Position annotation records

****************

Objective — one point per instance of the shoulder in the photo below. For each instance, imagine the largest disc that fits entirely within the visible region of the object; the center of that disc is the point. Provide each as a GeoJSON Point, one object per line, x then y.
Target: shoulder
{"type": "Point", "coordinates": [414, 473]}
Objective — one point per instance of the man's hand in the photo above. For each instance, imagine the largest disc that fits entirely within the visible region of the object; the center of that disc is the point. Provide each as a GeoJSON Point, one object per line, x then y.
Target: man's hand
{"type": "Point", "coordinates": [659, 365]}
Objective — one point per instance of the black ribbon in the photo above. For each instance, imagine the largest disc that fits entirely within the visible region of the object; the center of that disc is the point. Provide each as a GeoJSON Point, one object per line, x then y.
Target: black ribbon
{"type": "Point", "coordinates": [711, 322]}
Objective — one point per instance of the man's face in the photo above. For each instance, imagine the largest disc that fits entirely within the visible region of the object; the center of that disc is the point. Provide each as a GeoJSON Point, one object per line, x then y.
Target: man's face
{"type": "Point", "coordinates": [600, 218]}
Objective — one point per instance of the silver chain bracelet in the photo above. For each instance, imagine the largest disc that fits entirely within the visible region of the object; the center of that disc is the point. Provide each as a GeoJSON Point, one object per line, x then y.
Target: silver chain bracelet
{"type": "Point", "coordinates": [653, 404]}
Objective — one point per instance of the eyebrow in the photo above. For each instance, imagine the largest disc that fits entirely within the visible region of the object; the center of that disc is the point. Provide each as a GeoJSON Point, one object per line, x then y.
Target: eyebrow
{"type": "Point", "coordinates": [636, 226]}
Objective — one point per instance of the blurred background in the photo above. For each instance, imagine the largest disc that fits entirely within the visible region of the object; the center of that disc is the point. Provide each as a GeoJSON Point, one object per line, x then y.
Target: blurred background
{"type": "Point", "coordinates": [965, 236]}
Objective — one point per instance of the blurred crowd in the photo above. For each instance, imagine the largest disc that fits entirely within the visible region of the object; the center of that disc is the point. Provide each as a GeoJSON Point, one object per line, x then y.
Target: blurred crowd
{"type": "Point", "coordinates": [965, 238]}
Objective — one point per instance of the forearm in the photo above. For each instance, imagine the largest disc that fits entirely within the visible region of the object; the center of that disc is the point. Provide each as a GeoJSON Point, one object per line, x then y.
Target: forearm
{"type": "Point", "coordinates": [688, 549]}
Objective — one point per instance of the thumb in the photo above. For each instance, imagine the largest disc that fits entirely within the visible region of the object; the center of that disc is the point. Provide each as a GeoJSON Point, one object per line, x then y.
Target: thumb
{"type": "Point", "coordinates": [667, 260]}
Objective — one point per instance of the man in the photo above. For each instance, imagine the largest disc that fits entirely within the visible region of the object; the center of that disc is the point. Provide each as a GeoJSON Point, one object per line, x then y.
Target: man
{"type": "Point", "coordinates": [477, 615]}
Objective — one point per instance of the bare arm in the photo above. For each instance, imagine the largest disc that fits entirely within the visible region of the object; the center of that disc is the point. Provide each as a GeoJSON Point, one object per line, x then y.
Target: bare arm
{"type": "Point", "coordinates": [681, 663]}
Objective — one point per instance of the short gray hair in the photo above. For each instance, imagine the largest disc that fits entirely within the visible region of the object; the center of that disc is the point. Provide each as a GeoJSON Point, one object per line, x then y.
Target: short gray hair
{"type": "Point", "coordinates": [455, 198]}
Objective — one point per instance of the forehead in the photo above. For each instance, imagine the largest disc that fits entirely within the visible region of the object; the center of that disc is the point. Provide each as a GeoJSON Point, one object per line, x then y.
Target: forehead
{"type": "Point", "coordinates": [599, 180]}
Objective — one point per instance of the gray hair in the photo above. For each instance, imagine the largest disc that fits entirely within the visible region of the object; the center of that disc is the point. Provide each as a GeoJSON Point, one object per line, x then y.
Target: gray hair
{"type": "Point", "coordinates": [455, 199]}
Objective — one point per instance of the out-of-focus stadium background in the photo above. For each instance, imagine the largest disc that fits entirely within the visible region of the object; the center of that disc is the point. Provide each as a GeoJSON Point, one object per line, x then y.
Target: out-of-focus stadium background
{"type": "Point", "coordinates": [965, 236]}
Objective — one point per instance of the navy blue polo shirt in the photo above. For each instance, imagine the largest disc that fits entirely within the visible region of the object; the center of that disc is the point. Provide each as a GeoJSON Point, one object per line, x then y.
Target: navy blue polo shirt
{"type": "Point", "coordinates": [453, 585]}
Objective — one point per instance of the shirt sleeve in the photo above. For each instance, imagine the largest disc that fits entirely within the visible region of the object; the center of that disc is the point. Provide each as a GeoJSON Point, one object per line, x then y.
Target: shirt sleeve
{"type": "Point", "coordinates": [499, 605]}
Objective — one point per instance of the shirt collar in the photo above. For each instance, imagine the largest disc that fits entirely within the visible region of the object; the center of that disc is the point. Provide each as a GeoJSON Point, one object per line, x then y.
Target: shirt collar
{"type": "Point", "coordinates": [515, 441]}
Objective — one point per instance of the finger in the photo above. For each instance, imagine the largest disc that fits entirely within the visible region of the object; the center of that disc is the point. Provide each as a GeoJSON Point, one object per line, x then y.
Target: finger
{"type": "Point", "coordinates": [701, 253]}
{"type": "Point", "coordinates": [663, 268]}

****************

• **Aim**: The records above must be repeated exactly, every one of them.

• **Answer in full**:
Objective — one point per instance of the shoulder in the photo below. For each instance, imagine the largest disc that fits entirely within the visible region of the object; the center of that disc is the point. Provide each as a GeoJSON Point, one object per line, x then y.
Target: shoulder
{"type": "Point", "coordinates": [414, 473]}
Objective — one point per instance of the man's hand in the photo above. For each instance, imagine the largest disc that fits entirely within the visible region of the object; the center of that disc is the point. Provide each as a GeoJSON Point, one object per line, x then y.
Target: man's hand
{"type": "Point", "coordinates": [659, 365]}
Objective — one point per instance of the black ribbon in the photo above. For each instance, imagine the largest disc that fits entirely within the visible region of the object; the center of that disc is the point. Provide each as a GeoJSON Point, one object per line, x then y.
Target: black ribbon
{"type": "Point", "coordinates": [711, 322]}
Objective — one point per instance of the man's face in the photo above. For each instance, imagine the largest disc that fits entirely within the visible region of the object; the center of that disc is the point. Provide each as a GeoJSON Point, one object per line, x then y.
Target: man's face
{"type": "Point", "coordinates": [600, 218]}
Objective — one point per instance of the silver chain bracelet in the photo above. For each instance, imagine the largest disc that fits entirely within the visible region of the object; the center of that disc is the point. Provide each as a GeoJSON Point, one object per line, x then y.
Target: silver chain bracelet
{"type": "Point", "coordinates": [653, 404]}
Objective — one point per instance of the eyebrow in the photo above. For each instance, imagine the largest disc that fits entirely within the visible region of the object; the center of that disc is the point. Provide each as a GeoJSON Point, one object per line, x then y.
Target: eyebrow
{"type": "Point", "coordinates": [636, 226]}
Objective — one point per instance of the blurred background in the photo above. For each instance, imagine the largest disc that fits entirely within the visible region of the object; the center of that disc is the point. Provide each as a GeoJSON Point, one object per line, x then y.
Target: blurred background
{"type": "Point", "coordinates": [965, 236]}
Objective — one point per instance of the blurred crowd in the photo above. For each instance, imagine the largest disc that fits entirely within the visible region of the object; the center of that disc is the point. Provide each as a GeoJSON Point, one object per line, x then y.
Target: blurred crowd
{"type": "Point", "coordinates": [965, 238]}
Objective — one point per instance of the forearm in the photo above. For each instance, imagine the largest disc that fits entirely within the visible region of the object; the center of that disc is the point. Provide each as a GeoJSON Point, one object per line, x then y.
Target: forearm
{"type": "Point", "coordinates": [688, 549]}
Objective — one point per instance of the thumb in the photo above. For each instance, imagine the largest disc that fits entirely within the visible region of the object; the center of that disc is the point. Provide each as a GeoJSON Point, one object per line, x then y.
Target: thumb
{"type": "Point", "coordinates": [667, 260]}
Objective — one point per instance of the man in the photo above. For each instance, imagine the largest disc that fits entirely within the visible region of the object; the center of that disc is the point. Provide each as a GeoJSON Point, one object per line, x then y.
Target: man
{"type": "Point", "coordinates": [477, 615]}
Objective — one point per instance of the bare arm in the photo above. For each instance, imagine the largest disc that fits entirely within the visible region of the object; the center of that disc is the point. Provide each as a GeoJSON Point, one object per line, x then y.
Target: bare arm
{"type": "Point", "coordinates": [681, 663]}
Objective — one point per instance of the short gray hair in the photo above. For each instance, imagine the largest disc that fits entirely within the visible region of the object; the center of that disc is the point. Provide each as a GeoJSON Point, one object per line, x then y.
Target: short gray hair
{"type": "Point", "coordinates": [455, 198]}
Objective — one point per instance of the forehead in the photo above. For each instance, imagine the largest disc that fits entirely within the visible region of the object; the center of that disc is the point. Provide each as a GeoJSON Point, one object per line, x then y.
Target: forehead
{"type": "Point", "coordinates": [599, 180]}
Objective — one point per instance of the gray hair in the photo above. For each instance, imagine the largest disc that fits entirely within the visible region of the object; the center of that disc is the point. Provide each as a GeoJSON Point, one object per line, x then y.
Target: gray hair
{"type": "Point", "coordinates": [455, 199]}
Objective — one point per instance of the out-of-focus stadium background in the photo above. For each instance, imagine the largest disc that fits entirely within the visible region of the object; the center of that disc is the point. Provide each as a GeoJSON Point, one object per line, x then y.
Target: out-of-focus stadium background
{"type": "Point", "coordinates": [965, 236]}
Objective — one point per instance of the navy blue polo shirt in the photo above. For each instance, imagine the largest disc that fits entirely within the visible region of the object; the center of that disc is the point. Provide each as a GeoJSON Point, one object per line, x then y.
Target: navy blue polo shirt
{"type": "Point", "coordinates": [453, 585]}
Objective — one point per instance of the shirt sleeve in the photo above. For each instance, imagine the largest disc that fits entirely within the visible region of the object; the center of that disc is the point. Provide each as a GeoJSON Point, one object per line, x then y.
Target: shirt sleeve
{"type": "Point", "coordinates": [499, 605]}
Objective — one point per instance of the shirt collar in the photo above. For each instance, imagine the largest disc that fits entirely within the visible region of the object; the center of that disc is the point. Provide each as a GeoJSON Point, one object per line, x then y.
Target: shirt collar
{"type": "Point", "coordinates": [515, 441]}
Objective — one point per instance of the finger in the photo above. For each instance, imagine the largest disc that fits entirely within the visible region of the object; the center of that disc is the point. Provide each as a GeoJSON Point, one object per line, x then y.
Target: finger
{"type": "Point", "coordinates": [701, 253]}
{"type": "Point", "coordinates": [663, 268]}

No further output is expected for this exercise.